- What you are asked to do:
Copy the data below verbatim, leaving no line out.

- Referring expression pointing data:
********

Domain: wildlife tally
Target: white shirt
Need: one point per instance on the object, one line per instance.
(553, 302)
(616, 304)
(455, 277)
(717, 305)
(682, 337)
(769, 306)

********

- Solved problem:
Domain: wildlife tally
Target: white shirt
Need: one point per instance on the object, one line per instance.
(553, 302)
(616, 304)
(455, 277)
(717, 305)
(682, 337)
(769, 306)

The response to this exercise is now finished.